Records supplied:
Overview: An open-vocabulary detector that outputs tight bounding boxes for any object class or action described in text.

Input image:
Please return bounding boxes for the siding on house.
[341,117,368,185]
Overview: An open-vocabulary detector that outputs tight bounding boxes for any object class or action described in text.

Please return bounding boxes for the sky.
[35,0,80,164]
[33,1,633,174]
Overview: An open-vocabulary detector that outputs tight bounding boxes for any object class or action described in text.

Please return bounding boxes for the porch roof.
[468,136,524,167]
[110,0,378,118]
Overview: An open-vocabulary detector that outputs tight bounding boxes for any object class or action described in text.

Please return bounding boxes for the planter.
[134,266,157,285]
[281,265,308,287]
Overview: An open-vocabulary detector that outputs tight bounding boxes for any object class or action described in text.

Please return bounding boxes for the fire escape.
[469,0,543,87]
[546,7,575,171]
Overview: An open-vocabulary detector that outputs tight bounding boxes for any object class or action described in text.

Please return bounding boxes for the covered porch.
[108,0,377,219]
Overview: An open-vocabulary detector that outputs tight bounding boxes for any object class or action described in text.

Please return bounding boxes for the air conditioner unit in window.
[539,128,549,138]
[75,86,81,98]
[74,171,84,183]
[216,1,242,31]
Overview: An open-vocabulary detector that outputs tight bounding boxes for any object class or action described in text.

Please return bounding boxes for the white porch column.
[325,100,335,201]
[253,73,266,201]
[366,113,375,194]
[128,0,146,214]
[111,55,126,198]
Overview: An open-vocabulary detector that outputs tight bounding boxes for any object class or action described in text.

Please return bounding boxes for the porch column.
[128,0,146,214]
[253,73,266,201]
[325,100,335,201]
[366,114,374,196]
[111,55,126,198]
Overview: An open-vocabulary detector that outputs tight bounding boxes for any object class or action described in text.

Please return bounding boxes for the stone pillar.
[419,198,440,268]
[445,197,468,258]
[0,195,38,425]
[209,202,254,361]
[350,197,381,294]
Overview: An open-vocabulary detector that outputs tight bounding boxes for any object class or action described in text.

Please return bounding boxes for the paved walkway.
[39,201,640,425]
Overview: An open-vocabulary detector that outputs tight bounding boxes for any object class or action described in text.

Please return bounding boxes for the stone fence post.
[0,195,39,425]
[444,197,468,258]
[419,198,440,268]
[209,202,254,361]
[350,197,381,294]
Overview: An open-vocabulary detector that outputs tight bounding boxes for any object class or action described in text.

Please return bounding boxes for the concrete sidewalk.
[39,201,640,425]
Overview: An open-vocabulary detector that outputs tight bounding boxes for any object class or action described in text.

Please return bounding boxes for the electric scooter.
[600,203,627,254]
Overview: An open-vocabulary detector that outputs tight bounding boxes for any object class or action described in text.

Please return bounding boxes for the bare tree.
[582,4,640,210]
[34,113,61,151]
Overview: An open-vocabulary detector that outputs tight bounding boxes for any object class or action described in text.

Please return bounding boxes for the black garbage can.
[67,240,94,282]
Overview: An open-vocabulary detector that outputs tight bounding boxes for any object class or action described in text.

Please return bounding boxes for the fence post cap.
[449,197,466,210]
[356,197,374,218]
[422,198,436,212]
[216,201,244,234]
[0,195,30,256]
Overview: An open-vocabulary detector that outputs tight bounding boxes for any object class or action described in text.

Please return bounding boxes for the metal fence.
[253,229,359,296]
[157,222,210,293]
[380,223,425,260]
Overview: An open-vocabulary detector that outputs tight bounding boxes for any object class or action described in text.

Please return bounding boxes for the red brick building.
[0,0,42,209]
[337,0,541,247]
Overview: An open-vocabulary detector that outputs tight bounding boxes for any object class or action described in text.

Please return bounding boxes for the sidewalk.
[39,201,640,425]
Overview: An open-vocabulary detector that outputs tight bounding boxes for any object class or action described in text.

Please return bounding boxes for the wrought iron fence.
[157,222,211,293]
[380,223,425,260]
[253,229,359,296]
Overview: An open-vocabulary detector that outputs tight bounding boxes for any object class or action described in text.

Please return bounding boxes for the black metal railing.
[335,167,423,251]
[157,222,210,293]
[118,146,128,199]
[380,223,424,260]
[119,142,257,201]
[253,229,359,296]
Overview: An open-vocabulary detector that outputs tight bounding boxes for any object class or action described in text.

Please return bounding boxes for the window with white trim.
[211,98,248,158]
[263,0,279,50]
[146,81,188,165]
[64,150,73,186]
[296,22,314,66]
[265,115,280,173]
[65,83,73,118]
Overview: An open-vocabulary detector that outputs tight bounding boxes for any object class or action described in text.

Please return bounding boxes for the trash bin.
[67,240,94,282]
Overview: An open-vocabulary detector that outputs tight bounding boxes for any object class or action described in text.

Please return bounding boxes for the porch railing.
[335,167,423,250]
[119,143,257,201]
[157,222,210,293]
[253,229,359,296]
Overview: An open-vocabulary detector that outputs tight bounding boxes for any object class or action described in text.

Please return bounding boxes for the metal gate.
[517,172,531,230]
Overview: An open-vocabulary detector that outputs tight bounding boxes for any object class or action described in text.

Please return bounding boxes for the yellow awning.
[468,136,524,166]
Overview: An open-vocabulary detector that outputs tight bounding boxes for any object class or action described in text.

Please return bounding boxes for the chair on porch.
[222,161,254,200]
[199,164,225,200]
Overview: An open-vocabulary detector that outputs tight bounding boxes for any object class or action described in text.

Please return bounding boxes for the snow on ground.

Directions: Your task is to restate all of the records above word for word.

Solved exercise:
Overview: An open-vocabulary detector that outputs tight bounding boxes for any object class or action described in text.

Input image:
Please return bounding boxes for the siding on house.
[341,117,368,185]
Overview: An open-vocabulary detector that outputs tight bounding boxes for any object class or action described in text.

Please return bounding boxes for the sky.
[35,0,80,164]
[33,1,633,174]
Overview: An open-vocabulary detector that outputs tight bounding boxes for any object class or action described in text.

Please return bounding boxes for the porch roof.
[468,136,524,167]
[110,0,378,118]
Overview: An open-vocabulary detector that outputs tight bounding boxes for any object class or action described in text.

Please return bounding boxes for the planter.
[134,266,157,285]
[281,265,308,287]
Overview: An open-vocabulary detector that outputs tight bounding boxes for any object class or action described in text.

Please return bounding boxes for the fire escape.
[469,0,543,87]
[546,7,575,171]
Overview: An open-vocabulary detector that outputs tight bounding boxes for any object class or action described in text.

Please return bounding boxes for the covered porch.
[108,0,377,219]
Overview: An open-vocabulary detector that outputs tight bounding boxes for any object class or action described in text.

Please return bounding boxes for the air conditioner unit in window.
[539,128,549,138]
[75,86,81,98]
[74,171,84,183]
[216,1,242,31]
Overview: An open-vocabulary detector that outputs tight bounding boxes for any object class or action described in text.

Please return bounding boxes for the white porch column.
[325,100,335,201]
[253,73,266,201]
[366,113,375,194]
[128,0,146,214]
[111,55,126,198]
Overview: An open-vocabulary detector that outputs tight bounding boxes for any object class or action described in text.

Please return bounding boxes for the porch column.
[128,0,146,214]
[253,73,266,201]
[325,100,335,201]
[366,114,374,196]
[111,55,126,198]
Overview: An open-vocabulary detector that outputs tight bounding boxes for any object class or action described in text.

Please return bounding boxes for the stone pillar.
[419,198,440,268]
[445,197,468,258]
[0,195,38,425]
[209,202,254,361]
[350,197,381,294]
Overview: An open-vocabulary detector that outputs tight bounding boxes for any object class or action described in text.

Please return bounding boxes for the paved walkway.
[39,201,640,425]
Overview: An open-vocabulary detector that outputs tight bounding boxes for any object class or action described in text.

Please return bounding boxes for the stone fence post.
[0,195,39,425]
[444,197,468,258]
[419,198,440,268]
[209,202,254,361]
[350,197,381,294]
Overview: An open-vocabulary detector that outputs tight bounding boxes for any object class or action described in text.

Please return bounding boxes for the concrete sidewalk.
[39,201,640,425]
Overview: An open-vocabulary detector that outputs tight bounding boxes for any object class or action described in text.

Please return bounding boxes for the electric scooter.
[600,203,627,254]
Overview: An open-vocabulary detector that outputs tight bounding boxes for any object class or action described in text.

Please return bounding boxes for the bare tree.
[582,4,640,210]
[34,113,61,151]
Overview: An open-vocabulary detector that outputs tight bounding boxes for any object class or action described in text.

Please return bounding boxes for the black garbage can.
[67,240,94,282]
Overview: An open-vocabulary detector that outputs tight bounding boxes for any object class or action described in text.

Please return bounding boxes for the fence post cap.
[449,197,466,210]
[356,197,374,218]
[422,198,436,212]
[216,201,244,234]
[0,195,30,256]
Overview: An open-vocabulary detector that outputs tight bounding boxes for any object class or action described in text.

Please return bounding boxes for the metal fence.
[253,229,359,296]
[157,222,210,293]
[380,223,425,260]
Overview: An open-vocabulary detector that outputs tight bounding boxes for any object class or action described in text.

Please return bounding boxes for the red brick building.
[0,0,42,209]
[337,0,541,247]
Overview: An open-vocabulary detector that outputs tight bounding boxes for any object class or action described in text.

Please return bounding boxes for the sidewalk.
[39,201,640,425]
Overview: An open-vocabulary detector that outputs tight bounding boxes for any object class or action described in text.

Please return bounding boxes for the wrought iron fence.
[157,222,211,293]
[380,223,425,260]
[253,229,359,296]
Overview: An open-vocabulary detector that outputs tight bounding boxes for any object class or action described in text.

Please return bounding boxes for the black metal railing.
[335,167,423,251]
[157,222,210,293]
[118,146,128,199]
[380,223,424,260]
[119,142,257,201]
[253,229,359,296]
Overview: An open-vocabulary detector that outputs tight bounding boxes for any object class or action described in text.

Please return bounding boxes for the window with white trim.
[211,98,248,158]
[263,0,279,50]
[146,81,188,165]
[64,150,73,186]
[296,22,314,66]
[265,115,280,173]
[65,83,73,118]
Overview: An open-vocabulary detector that outputs tight bounding boxes for any object class or action described in text.

Please return bounding boxes for the trash bin.
[67,240,94,282]
Overview: An open-vocabulary detector that outputs tight bounding boxes for any object class or action described in text.

Please return bounding boxes for the porch railing.
[335,167,423,250]
[119,143,257,201]
[157,222,210,293]
[253,229,359,296]
Overview: An open-vocabulary detector that outputs tight bounding boxes for any object class or action described in text.

Please return bounding boxes for the metal gate.
[517,172,531,230]
Overview: An open-vocabulary detector that outputs tight bounding boxes for any object class or action described in text.

Please return bounding boxes for the yellow awning.
[468,136,524,166]
Overview: An open-vocabulary detector that outputs tight bounding boxes for any object class or action described in text.

Please return bounding boxes for the chair on porch.
[222,161,254,200]
[199,164,225,200]
Overview: An open-vocabulary detector that outputs tight bounding boxes for any object class or action described in text.

Please return bounding boxes for the snow on ground.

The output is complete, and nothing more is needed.